Given instruction: Copy the items word for word, starting from the very first line and ending with the line that contains "column 40, row 29", both ends included. Leave the pictures out of your copy.

**** Data provided ****

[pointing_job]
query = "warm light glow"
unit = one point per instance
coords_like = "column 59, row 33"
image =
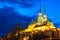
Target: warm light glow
column 26, row 38
column 16, row 33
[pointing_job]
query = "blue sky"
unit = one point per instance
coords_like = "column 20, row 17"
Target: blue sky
column 23, row 11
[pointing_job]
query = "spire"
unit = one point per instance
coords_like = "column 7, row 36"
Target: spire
column 45, row 16
column 44, row 11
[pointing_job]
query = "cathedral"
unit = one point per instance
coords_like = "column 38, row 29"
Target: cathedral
column 40, row 29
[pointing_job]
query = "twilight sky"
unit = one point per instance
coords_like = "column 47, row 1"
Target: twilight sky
column 21, row 12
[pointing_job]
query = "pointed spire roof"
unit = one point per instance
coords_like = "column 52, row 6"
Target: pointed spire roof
column 40, row 9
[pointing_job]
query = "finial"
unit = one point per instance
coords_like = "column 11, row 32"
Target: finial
column 45, row 11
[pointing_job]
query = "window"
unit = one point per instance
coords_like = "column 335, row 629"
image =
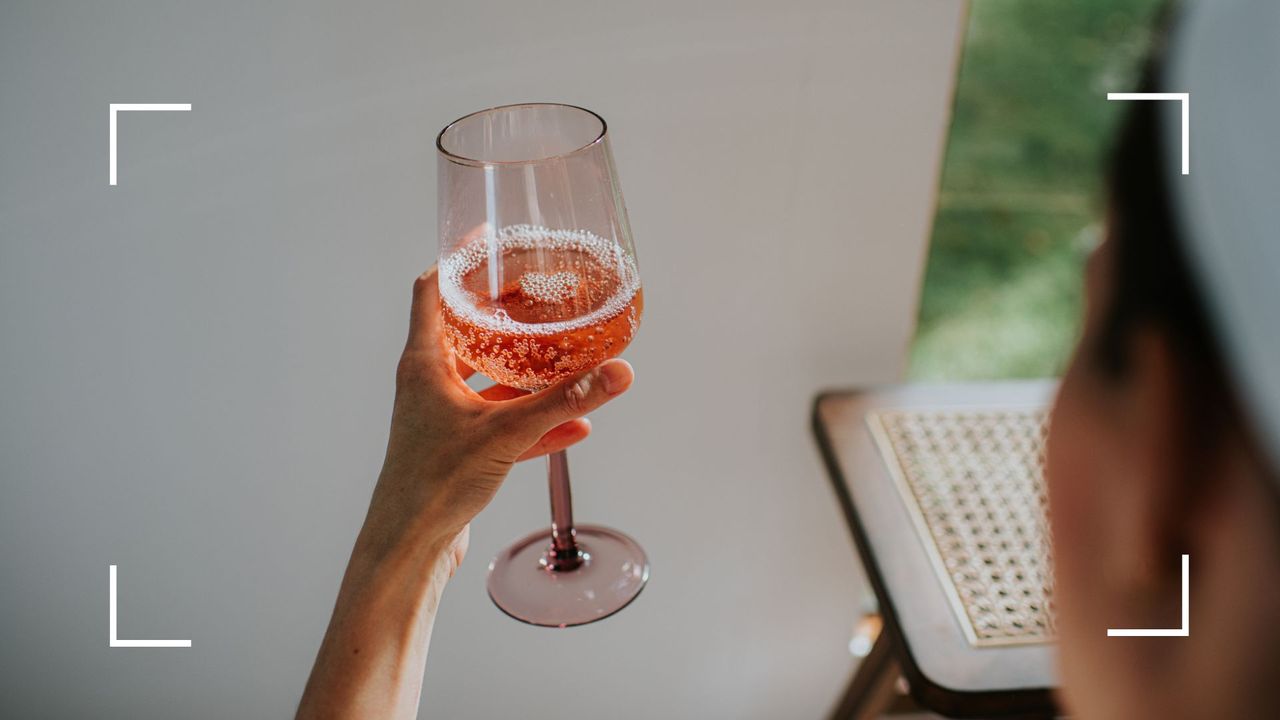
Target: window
column 1020, row 195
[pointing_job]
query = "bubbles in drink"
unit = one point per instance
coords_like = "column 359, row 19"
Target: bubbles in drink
column 529, row 305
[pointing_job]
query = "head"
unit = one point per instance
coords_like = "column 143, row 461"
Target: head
column 1151, row 455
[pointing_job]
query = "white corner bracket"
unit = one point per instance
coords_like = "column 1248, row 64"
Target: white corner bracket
column 1185, row 99
column 1185, row 630
column 118, row 642
column 131, row 106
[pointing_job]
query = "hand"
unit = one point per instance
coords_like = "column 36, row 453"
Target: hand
column 451, row 447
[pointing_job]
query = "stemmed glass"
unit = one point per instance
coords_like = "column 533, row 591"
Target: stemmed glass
column 539, row 281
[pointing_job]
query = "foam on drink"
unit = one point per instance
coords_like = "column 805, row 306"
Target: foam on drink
column 529, row 305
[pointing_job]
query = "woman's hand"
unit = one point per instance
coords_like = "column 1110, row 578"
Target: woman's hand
column 449, row 451
column 451, row 447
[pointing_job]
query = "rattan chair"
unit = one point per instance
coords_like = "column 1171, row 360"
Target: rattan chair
column 944, row 495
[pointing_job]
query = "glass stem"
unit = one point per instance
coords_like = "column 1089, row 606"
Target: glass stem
column 563, row 554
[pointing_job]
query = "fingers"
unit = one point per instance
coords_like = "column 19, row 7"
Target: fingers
column 462, row 368
column 424, row 318
column 572, row 397
column 558, row 438
column 502, row 392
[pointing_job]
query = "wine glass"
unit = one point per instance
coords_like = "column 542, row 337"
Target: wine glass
column 539, row 281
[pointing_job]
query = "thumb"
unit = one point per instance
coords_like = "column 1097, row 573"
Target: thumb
column 572, row 397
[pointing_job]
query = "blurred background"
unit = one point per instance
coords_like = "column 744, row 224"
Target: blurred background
column 1020, row 199
column 196, row 365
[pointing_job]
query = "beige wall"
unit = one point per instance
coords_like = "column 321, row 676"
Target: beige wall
column 196, row 365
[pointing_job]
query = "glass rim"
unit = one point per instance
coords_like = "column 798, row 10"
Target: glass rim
column 478, row 163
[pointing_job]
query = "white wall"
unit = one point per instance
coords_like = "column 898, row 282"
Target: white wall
column 195, row 365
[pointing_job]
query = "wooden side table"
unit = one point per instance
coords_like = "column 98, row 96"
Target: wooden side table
column 942, row 492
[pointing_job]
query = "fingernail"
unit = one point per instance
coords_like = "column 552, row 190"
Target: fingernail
column 616, row 376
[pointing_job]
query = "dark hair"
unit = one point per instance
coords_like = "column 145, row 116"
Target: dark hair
column 1152, row 283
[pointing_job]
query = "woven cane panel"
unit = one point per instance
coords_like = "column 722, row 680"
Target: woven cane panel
column 974, row 484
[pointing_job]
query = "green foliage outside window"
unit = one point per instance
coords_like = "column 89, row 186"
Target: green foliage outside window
column 1020, row 195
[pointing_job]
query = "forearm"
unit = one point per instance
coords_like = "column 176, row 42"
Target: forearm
column 371, row 659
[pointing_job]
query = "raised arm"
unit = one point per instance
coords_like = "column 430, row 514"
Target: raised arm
column 449, row 450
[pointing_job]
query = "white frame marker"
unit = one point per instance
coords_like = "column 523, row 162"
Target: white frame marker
column 118, row 642
column 1185, row 98
column 132, row 106
column 1185, row 630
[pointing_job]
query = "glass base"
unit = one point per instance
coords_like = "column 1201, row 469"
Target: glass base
column 613, row 572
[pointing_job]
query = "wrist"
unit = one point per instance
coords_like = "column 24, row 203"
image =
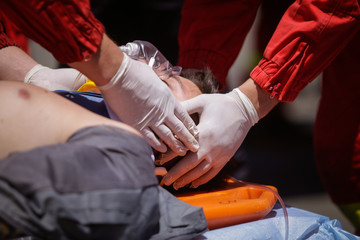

****

Answer to the task:
[pointing_job]
query = "warm light glow"
unit = one point per instance
coords_like = "column 59, row 33"
image =
Target: warm light glow
column 26, row 38
column 16, row 33
[pointing_job]
query = "blue sky"
unit = one point per instance
coords_like = "column 20, row 17"
Target: blue sky
column 23, row 11
[pointing_job]
query = "spire"
unit = one point per instance
coords_like = "column 7, row 36"
Target: spire
column 45, row 16
column 44, row 11
[pointing_job]
query = "cathedral"
unit = one point per instance
coords_like = "column 38, row 29"
Target: cathedral
column 40, row 29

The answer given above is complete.